* **EXTRACTED TEXT**:
↓↓↓

Another charming and hilarious YA offering from Nielsen, Tremendous Things follows 14-year old Wilbur, a lovable, angsty, awkward kid as he navigates public school after an excruciatingly embarrassing event that casts him as a social pariah. His closest friends, other than his two moms - the Mumps, are childhood buddy Alex, his dog Templeton and his next door neighbour, a lively octogenarian called Sal. Things start looking up when he meets Charlie, a glamorous Parisian foreign exchange student but she seems more interested in school bully Tyler. His friends stage an intervention before the class travels to Paris, a Queer Eye for the Straight Guy scenario, and Wilbur gains some much needed confidence. Stuffed with hilarity and a few penis jokes, this is warm, witty and hilarious.

 

Anne-Marie's Picks

On the Trapline

Written by David A. Robertson
Illustrated by Julie Flett

(Tundra Books)

This is one of those picture books that offers the gift of an immersive experience. It is long enough to feel like a journey, and expertly crafted with evocative text and atmospheric illustrations to transport the reader alongside its characters. A Swampy Cree grandfather, Moshom, flies with his grandson to the northern wilderness to visit the trapline he hasn’t seen since he was a kid. “Traplines,” Moshom explains, “are where people hunt animals and live off the land.” He shows his grandson the community and lakeside house where he lived after they left the trapline, the site behind the old English school where he hid with friends to speak Cree, and then Moshom's old friend takes them to find the trapline. They travel by motorboat across a wide river, past beaver dams and paintings on rocks, to a boulder by some trees. Moshom’s eyes light up: “That’s my trapline.” Throughout the book, Swampy Cree words are shared not only as translations, but as poetic reflections. Here the author writes: Kīwēw means “he goes home.” Moshom’s reminiscences about his family’s life on the trapline are many and detailed, and the illustrations, rendered in earth tones, effortlessly flip between past and present day. Moshom and his grandson find the site of his family’s big tent, see where muskrat traps were set, and sample berries Moshom ate as a child. As the pair stand by the lake’s edge about to leave, Moshom holds his grandson’s hand tightly: Kiskisiw means “he remembers.” Now his grandson does too.

↑↑↑

* **THINGS TO DO**:
• A. Retype the passage of the book reviews that begins at the words "Another charming and" and ends after the words "(Tundra Books)".
• B. According to the book reviews, who illustrated On the Trapline?
• C. Continue the book reviews from the point where they stop.

Items listed in a dataset
↓↓↓

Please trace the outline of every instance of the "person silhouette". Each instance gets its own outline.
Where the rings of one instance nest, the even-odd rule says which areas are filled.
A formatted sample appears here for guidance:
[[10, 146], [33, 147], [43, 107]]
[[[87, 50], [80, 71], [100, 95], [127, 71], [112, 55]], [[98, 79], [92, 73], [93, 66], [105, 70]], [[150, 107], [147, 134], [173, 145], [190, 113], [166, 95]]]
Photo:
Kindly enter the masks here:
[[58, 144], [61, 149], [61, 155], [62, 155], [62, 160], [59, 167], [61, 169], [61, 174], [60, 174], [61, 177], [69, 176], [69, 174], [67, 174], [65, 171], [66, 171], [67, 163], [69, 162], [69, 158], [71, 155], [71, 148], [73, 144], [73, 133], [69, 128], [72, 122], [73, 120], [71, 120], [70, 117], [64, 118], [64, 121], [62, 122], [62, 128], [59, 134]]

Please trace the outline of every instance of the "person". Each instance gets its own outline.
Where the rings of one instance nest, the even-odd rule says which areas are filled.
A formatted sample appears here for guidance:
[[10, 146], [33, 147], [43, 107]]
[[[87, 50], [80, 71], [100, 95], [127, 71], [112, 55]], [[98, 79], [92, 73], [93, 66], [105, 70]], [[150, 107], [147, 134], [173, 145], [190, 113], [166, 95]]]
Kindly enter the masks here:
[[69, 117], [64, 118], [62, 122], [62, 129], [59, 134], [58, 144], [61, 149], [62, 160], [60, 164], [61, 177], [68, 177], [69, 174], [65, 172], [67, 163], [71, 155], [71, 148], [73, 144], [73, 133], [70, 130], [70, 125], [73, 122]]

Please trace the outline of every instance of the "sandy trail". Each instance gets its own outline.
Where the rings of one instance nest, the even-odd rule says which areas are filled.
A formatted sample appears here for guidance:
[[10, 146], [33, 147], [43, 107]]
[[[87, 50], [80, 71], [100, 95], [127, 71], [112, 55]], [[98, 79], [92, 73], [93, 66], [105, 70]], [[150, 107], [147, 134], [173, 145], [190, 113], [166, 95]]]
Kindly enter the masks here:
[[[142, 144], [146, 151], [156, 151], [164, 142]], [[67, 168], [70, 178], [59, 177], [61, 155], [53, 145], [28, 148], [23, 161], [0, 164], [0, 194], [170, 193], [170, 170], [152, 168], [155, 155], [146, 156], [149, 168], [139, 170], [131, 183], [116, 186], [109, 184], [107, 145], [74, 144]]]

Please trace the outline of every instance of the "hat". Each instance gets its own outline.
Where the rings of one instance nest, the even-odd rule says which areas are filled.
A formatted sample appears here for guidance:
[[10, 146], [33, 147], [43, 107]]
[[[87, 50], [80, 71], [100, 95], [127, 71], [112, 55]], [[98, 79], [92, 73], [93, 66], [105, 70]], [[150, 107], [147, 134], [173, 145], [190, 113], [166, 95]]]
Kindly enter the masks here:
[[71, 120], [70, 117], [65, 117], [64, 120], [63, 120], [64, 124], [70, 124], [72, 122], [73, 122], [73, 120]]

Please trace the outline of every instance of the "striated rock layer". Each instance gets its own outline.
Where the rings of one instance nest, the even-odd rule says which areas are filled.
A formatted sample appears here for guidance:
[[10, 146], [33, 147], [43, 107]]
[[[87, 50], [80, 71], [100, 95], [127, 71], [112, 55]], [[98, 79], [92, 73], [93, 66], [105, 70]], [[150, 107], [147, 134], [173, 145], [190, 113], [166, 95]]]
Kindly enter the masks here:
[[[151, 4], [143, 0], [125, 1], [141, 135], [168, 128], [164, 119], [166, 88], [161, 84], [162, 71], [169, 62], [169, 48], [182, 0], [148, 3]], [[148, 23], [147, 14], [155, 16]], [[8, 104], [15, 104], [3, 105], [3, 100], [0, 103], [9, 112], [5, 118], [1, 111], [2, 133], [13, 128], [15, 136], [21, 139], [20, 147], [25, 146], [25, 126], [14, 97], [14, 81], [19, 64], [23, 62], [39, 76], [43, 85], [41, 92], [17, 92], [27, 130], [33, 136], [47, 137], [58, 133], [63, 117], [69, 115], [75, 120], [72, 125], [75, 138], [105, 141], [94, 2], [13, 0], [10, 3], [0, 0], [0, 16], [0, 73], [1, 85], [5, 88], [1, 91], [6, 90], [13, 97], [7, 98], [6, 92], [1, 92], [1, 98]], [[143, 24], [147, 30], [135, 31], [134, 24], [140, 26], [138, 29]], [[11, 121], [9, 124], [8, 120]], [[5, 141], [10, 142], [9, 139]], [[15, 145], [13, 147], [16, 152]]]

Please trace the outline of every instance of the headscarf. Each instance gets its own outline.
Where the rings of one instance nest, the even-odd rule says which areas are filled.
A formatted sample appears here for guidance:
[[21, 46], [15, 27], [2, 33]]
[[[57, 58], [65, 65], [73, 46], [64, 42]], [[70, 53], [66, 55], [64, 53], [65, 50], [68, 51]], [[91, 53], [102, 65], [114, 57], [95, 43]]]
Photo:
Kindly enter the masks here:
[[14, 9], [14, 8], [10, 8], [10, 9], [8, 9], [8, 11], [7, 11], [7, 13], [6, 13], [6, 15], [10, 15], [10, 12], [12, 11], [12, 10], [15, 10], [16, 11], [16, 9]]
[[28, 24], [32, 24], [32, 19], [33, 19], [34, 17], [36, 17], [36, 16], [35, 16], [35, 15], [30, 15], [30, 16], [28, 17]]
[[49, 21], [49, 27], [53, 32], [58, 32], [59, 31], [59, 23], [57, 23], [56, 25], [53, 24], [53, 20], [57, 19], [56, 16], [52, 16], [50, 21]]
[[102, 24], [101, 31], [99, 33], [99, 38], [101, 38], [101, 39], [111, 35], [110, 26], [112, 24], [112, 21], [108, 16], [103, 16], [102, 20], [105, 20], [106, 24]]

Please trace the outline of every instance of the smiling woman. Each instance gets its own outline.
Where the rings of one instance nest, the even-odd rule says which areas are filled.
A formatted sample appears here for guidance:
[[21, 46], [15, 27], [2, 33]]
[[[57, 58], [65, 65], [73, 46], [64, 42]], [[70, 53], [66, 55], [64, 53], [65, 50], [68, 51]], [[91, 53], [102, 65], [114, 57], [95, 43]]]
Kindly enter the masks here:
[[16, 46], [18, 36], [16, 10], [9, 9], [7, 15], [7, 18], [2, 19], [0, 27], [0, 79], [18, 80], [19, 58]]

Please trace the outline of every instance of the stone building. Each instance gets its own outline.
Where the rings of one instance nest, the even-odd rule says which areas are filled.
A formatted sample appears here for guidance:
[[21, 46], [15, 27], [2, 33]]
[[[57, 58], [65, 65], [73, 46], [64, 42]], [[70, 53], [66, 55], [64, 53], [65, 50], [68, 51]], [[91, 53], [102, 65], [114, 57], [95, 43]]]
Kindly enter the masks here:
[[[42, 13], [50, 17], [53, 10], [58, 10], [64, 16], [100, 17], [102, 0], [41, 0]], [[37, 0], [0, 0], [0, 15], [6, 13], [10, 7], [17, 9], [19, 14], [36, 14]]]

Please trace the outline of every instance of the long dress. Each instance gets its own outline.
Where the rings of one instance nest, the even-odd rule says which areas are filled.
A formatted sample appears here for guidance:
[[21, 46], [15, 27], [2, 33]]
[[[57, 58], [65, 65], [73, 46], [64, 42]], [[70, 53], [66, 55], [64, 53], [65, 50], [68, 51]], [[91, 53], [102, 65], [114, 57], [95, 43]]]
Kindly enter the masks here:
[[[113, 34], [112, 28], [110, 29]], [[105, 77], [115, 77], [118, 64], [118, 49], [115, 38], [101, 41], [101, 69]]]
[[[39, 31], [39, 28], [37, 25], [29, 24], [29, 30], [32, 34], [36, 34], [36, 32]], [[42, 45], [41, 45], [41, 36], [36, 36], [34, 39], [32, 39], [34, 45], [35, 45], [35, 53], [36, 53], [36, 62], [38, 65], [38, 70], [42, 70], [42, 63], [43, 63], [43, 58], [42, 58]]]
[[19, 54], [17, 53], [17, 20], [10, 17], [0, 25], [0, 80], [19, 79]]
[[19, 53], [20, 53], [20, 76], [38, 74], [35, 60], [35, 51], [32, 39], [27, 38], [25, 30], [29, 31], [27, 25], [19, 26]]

↑↑↑

* **RESPONSE LIST**:
• A.
Another charming and hilarious YA offering from Nielsen, Tremendous Things follows 14-year old Wilbur, a lovable, angsty, awkward kid as he navigates public school after an excruciatingly embarrassing event that casts him as a social pariah. His closest friends, other than his two moms - the Mumps, are childhood buddy Alex, his dog Templeton and his next door neighbour, a lively octogenarian called Sal. Things start looking up when he meets Charlie, a glamorous Parisian foreign exchange student but she seems more interested in school bully Tyler. His friends stage an intervention before the class travels to Paris, a Queer Eye for the Straight Guy scenario, and Wilbur gains some much needed confidence. Stuffed with hilarity and a few penis jokes, this is warm, witty and hilarious.

 

Anne-Marie's Picks

On the Trapline

Written by David A. Robertson
Illustrated by Julie Flett

(Tundra Books)

• B. Julie Flett

• C.
 

Out Into the Big Wide Lake

Written by Paul Harbridge
Illustrated by Josée Bisaillon

(Tundra Books)

On one level, this picture book operates as a simple adventure story - set on and around an island-spotted lake in the Muskoka region, there’s a whiff of Swallows and Amazons about it. The fact its protagonist Kate has Down syndrome is only made explicit in the author’s dedication to his sister, who inspired the character, however the reader quickly perceives that Kate’s loving but protective mother treats her as a much younger child. When her grandmother asks Kate to stay with her at the lake for the summer, Kate is shocked. “Me?” she asks. “Why not?” answers Grandma in what will become the summer’s mantra. Although Kate’s mother worries she has never done anything like this before, she lets Kate go. At first Kate misses home, but soon she befriends the family dog, starts helping Grandpa deliver groceries from their lakeside general store by boat, and learns to steer the boat all by herself. With each new challenge, her grandparents respond to Kate’s self-doubt with a jaunty, “Why not?” and instruct her patiently and lovingly, until one day, when there is a family emergency, Kate learns to answer “Why not?” herself. This is an entertaining and empowering book about daring to try - about growing up and challenging limitations set by yourself and by others.